## Extract
****

Tom of Solidarity Defense criticized the billionaires who profited from the pandemic and increased their wealth by $931 billion in 2020, including Detroit mortgage mogul Dan Quicken, whose worth skyrocketed from $6.5 billion to $42.7 billion last year.

Yet the underpaid Amazon workers are treated like “productivity robots,” and the “injury rate at Amazon warehouses is three times that of the national average” according to OSHA. Workers in many industries are suffering during the pandemic, with many contracting COVID-19 and spreading it to other workers, “to the silence of management.”

Tom decried the capitalist system, which built an empire “on the back and blood of my people” and now “exploits and subjugates in order to survive.” After outlining issues like unsafe working conditions for teachers during the pandemic, violence against trans women, and people losing their homes, he said, “All of these struggles are interconnected. We cannot get through this without struggling together.”

Speaking of the Amazon unionizing struggle in Bessemer, Alabama, Preston of the Coalition of Workers Rights called Amazon “an empire of surveillance and speed-up . . . a union-busting fortress.” He said that “woke capitalism is still capitalism . . . a hip, liberal robber baron [Jeff Bezos] is still a robber baron.” His group is picketing Amazon in Ann Arbor to support Alabama workers because when they win, “it will inspire workers everywhere.” He noted, “All we have is each other: solidarity. With that solidarity we will tear down the walls of every empire.”

 

“I am a human being. And so are they. We all matter.”

Other speakers included Adam, an unhoused person who stated that the government “has no clue about our struggle. [It] has the means to put an end to this injustice but chooses to ignore it. We too have a right to live. We have a right to housing.”

Tobias of the Poor People’s Campaign said that the PPC is “empowering poor people to fight for themselves” and not “looking for white, rich people to save us.” He said, “I’m done being told by millionaires we don’t deserve a living wage.” He talked about the poisoning of Flint’s water, the non-democratic emergency managers, and the violence of the Lansing police: “If you are arrested today, you might be put in a cell where Anthony Hulon was suffocated less than a year ago, and you might be taken there by the very murderers who killed him.”

 

“Our job is to fight alongside people, not on their behalf.

****

## Collected data

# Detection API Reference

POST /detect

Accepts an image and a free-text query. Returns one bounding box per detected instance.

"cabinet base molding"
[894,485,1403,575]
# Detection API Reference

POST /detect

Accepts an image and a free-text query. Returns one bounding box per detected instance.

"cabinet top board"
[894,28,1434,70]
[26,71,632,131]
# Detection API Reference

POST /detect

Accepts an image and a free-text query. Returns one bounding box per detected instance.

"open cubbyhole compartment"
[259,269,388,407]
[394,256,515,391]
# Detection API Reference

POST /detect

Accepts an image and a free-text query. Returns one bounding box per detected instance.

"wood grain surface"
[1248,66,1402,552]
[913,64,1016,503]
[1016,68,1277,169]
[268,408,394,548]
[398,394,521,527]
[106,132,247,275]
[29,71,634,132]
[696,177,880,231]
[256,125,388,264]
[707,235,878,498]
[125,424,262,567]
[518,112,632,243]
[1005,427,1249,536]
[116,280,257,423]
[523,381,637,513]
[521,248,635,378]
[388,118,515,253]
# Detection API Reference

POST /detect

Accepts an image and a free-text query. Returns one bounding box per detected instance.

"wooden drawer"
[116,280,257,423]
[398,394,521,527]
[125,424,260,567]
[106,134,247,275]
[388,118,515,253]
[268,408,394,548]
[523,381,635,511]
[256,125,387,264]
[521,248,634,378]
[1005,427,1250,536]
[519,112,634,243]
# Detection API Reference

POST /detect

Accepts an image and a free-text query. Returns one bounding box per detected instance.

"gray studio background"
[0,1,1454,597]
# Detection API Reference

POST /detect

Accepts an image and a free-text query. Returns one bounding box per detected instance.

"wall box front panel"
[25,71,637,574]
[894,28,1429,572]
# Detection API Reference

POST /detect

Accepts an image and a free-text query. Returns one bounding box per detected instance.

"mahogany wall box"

****

## What to work on
1. In the report on the speeches, how does the injury rate at Amazon warehouses compare with the national average?
2. Retype the stretch of the report on the speeches from "Tom of Solidarity" through "billion last year.".

## Exercise results
1. It is three times the national average, according to OSHA.

2.
Tom of Solidarity Defense criticized the billionaires who profited from the pandemic and increased their wealth by $931 billion in 2020, including Detroit mortgage mogul Dan Quicken, whose worth skyrocketed from $6.5 billion to $42.7 billion last year.